Personalised management plan
Based on the assessment, your GP advises on the most appropriate approach — which may include structured physiotherapy and rehabilitation referral, imaging requests where clinically indicated, specialist referral where needed, ergonomic and lifestyle advice, and clinical recommendations at the doctor's professional discretion.
Clinical documentation — at the doctor's professional discretion
When clinically indicated, your GP issues appropriate clinical documentation valid at any pharmacy in Spain.
Note: Controlled substances and certain narcotics cannot be issued electronically under Spanish law. Our GPs do not routinely manage controlled substances through video consultations.
Referral and investigation coordination
When physiotherapy referral, imaging, or specialist input is clinically indicated, your GP issues the relevant documentation the same day — so you leave the consultation with a clear clinical pathway.
Red Flags — When to Seek Emergency Care
Musculoskeletal pain is almost always benign — but some presentations require urgent assessment that cannot wait for a video consultation.
Seek emergency care immediately if your pain is accompanied by:
- Any change in bladder or bowel function associated with back pain — incontinence or retention — this may indicate cauda equina syndrome, a surgical emergency
- Significant trauma — fall from height, road traffic accident, or significant impact
- Sudden severe chest pain — which may indicate a cardiac or aortic cause rather than musculoskeletal
- Unexplained weight loss associated with new or worsening pain
- Fever associated with swelling and joint pain — may indicate septic arthritis
- Rapidly progressive neurological symptoms — weakness, numbness, or loss of coordination
If in doubt, always seek emergency care.
Why Early Clinical Assessment Makes a Difference
Most musculoskeletal conditions are self-limiting — they resolve with adequate rest, activity modification, and structured rehabilitation. But without clinical assessment, patients frequently either under-treat — returning to activity too early — or over-treat — restricting activity unnecessarily and prolonging recovery.
Early clinical assessment identifies what is actually happening, excludes serious underlying pathology, and provides a structured, evidence-based management plan that allows full functional recovery more quickly and safely than waiting for the situation to resolve itself.

__Requirement__. Using the passage on musculoskeletal pain consultations, explain in one to three sentences why a change in bladder or bowel function together with back pain calls for emergency care.

__Supplied material__.
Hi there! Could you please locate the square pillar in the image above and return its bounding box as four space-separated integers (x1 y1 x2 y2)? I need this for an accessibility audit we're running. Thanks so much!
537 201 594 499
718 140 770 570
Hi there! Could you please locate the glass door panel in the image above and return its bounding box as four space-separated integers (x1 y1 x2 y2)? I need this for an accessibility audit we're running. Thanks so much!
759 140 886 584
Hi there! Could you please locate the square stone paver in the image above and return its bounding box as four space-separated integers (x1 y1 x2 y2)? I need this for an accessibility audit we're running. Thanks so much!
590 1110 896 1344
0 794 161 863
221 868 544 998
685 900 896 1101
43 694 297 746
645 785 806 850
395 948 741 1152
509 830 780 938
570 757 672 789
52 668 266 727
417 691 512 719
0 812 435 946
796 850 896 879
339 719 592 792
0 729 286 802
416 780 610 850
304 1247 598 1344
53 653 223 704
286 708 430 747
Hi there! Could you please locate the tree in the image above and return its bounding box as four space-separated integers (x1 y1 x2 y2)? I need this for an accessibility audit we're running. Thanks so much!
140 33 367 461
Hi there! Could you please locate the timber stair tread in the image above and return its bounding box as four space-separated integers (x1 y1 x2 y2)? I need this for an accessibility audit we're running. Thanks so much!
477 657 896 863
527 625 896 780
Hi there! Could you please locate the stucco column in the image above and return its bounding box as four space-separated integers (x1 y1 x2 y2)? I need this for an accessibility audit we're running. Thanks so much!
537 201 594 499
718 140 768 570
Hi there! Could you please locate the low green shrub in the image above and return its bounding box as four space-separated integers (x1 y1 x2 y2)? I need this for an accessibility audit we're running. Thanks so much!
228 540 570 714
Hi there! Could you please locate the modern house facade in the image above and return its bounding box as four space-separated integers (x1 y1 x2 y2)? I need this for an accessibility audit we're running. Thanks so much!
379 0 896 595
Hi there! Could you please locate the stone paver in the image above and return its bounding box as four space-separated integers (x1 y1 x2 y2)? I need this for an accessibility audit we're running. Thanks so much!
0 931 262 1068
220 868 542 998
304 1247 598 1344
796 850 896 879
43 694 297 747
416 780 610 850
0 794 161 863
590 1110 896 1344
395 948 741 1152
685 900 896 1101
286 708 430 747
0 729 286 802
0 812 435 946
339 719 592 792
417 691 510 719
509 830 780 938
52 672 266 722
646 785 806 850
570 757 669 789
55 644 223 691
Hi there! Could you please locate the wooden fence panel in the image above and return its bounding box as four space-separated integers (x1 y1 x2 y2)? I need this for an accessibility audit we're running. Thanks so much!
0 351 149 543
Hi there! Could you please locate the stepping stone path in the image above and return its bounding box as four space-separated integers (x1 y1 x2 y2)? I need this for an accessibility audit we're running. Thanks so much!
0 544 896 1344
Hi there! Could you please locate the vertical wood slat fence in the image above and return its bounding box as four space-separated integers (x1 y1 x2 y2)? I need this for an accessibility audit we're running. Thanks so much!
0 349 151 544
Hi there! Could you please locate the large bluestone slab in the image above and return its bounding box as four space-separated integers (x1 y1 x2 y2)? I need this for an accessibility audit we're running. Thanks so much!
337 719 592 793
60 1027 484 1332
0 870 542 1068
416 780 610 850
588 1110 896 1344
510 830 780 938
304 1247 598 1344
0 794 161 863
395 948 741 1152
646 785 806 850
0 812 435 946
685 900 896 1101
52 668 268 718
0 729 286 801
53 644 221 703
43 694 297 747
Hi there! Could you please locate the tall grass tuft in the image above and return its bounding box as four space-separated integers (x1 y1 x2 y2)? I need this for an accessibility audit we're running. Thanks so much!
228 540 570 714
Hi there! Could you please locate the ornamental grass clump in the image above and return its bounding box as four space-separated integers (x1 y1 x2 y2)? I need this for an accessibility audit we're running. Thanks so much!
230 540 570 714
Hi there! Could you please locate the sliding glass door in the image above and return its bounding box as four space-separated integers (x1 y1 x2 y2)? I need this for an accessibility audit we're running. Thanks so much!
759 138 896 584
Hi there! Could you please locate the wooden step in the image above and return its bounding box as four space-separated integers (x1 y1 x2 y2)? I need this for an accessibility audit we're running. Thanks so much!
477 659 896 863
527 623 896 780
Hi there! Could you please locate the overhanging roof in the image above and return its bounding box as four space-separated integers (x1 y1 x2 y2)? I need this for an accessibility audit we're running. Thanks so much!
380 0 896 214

__Output below__. Incontinence or retention together with back pain may indicate cauda equina syndrome, which is a surgical emergency. It is among the presentations that need urgent assessment that cannot wait for a video consultation.